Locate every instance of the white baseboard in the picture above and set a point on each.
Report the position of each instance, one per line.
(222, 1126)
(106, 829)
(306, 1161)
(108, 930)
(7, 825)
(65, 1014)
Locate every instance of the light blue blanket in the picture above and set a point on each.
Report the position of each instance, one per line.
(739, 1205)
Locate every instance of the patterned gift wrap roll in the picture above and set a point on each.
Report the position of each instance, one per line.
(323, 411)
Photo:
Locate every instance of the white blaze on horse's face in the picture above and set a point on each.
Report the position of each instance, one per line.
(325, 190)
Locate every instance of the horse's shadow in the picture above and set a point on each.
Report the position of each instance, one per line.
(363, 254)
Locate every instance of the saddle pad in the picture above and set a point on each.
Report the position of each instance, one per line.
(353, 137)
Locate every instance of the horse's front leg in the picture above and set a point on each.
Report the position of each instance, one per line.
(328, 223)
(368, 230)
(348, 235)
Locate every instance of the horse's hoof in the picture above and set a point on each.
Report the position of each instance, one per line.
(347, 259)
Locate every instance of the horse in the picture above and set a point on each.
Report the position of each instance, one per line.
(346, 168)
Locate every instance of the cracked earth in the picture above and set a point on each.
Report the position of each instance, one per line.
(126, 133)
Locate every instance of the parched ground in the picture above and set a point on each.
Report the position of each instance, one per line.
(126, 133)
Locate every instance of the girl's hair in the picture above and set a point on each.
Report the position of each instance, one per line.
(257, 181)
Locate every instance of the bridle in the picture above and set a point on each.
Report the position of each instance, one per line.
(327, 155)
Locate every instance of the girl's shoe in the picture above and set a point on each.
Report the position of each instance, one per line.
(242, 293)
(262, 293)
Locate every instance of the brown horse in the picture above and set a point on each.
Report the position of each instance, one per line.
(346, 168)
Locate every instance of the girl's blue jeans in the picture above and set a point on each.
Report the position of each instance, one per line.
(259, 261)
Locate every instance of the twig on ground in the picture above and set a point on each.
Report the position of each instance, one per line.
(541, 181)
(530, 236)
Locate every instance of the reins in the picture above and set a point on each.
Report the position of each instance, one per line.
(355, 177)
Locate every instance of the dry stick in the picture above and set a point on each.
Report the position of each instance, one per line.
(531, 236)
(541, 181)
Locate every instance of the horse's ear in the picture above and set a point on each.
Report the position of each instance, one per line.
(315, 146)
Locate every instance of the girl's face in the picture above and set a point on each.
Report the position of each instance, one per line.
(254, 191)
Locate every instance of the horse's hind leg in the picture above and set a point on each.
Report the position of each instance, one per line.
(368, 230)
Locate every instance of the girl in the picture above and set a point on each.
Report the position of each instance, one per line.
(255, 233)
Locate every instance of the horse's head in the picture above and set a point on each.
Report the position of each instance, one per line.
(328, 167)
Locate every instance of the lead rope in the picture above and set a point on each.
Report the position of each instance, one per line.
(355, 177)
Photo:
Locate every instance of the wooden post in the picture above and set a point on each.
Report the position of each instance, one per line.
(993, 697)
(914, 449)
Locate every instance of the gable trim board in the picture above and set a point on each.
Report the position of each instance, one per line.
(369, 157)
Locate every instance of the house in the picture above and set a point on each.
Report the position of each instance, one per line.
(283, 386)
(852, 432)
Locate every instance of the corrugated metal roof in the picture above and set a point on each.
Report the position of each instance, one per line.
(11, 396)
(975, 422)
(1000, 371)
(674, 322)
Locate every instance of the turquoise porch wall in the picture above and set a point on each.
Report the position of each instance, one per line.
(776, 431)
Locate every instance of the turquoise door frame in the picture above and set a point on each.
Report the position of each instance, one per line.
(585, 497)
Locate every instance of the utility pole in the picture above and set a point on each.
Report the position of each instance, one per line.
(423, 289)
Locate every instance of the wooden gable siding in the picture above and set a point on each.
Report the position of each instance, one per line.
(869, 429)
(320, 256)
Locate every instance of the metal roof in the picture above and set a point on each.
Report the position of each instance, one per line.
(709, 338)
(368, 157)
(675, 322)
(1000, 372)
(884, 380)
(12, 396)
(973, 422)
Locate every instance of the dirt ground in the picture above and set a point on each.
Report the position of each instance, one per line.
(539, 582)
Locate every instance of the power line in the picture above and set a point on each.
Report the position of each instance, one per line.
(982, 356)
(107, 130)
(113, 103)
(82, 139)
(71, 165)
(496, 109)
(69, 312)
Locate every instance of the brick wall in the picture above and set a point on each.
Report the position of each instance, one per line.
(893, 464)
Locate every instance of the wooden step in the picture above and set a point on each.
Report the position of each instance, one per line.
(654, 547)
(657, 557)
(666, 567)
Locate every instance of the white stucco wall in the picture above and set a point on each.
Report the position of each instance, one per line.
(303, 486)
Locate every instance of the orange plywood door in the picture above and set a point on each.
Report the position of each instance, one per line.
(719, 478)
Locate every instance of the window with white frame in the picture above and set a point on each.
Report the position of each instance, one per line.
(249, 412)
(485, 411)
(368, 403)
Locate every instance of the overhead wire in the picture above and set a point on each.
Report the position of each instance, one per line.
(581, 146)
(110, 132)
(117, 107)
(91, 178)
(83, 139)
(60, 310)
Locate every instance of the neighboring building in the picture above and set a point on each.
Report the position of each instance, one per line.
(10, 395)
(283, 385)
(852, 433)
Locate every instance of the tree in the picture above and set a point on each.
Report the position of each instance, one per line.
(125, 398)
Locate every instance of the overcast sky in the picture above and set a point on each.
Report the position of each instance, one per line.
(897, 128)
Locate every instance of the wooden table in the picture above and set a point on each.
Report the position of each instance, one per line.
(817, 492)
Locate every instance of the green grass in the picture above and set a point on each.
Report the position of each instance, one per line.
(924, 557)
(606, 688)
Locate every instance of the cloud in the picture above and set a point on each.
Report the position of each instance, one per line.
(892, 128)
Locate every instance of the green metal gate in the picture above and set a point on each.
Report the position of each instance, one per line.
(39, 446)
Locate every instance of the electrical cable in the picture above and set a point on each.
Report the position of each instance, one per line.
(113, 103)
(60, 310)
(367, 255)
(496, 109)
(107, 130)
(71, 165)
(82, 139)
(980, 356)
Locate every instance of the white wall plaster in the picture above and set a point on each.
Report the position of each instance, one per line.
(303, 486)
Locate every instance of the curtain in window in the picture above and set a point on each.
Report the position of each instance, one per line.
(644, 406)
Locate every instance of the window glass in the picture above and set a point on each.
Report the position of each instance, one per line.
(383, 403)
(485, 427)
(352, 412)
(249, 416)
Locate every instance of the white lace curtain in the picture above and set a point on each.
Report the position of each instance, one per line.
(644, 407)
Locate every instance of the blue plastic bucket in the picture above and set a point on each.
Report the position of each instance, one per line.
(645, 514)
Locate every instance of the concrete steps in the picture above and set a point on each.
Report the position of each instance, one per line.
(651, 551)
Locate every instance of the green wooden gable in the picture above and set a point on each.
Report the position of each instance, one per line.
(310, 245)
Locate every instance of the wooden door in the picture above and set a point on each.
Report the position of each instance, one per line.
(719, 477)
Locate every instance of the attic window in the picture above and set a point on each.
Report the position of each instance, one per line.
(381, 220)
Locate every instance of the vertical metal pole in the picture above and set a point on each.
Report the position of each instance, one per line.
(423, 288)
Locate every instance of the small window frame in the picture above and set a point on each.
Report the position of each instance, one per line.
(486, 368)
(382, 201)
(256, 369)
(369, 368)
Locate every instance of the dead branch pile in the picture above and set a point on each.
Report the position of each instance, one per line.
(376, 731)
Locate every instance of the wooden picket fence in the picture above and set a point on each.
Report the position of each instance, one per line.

▶ **STATED TASK**: Please give the entries as a two-column CSV with the columns "prompt" and "points", one row per entry, beginning at the start of the entries and stopping after the line that contains "(739, 1205)". Put each entry's text and its answer each in a single quoted field, with line breaks replaced by spaces.

▶ **TASK ANSWER**:
prompt,points
"Locate every instance of the white baseboard in the picture above and set a point on each. Report the position of each instance, one per line.","(222, 1126) (106, 829) (306, 1161) (108, 930) (7, 825) (65, 1014)"
"Locate every instance of the light blue blanket in the picture above and set a point on each. Report the position of each instance, one per line.","(739, 1205)"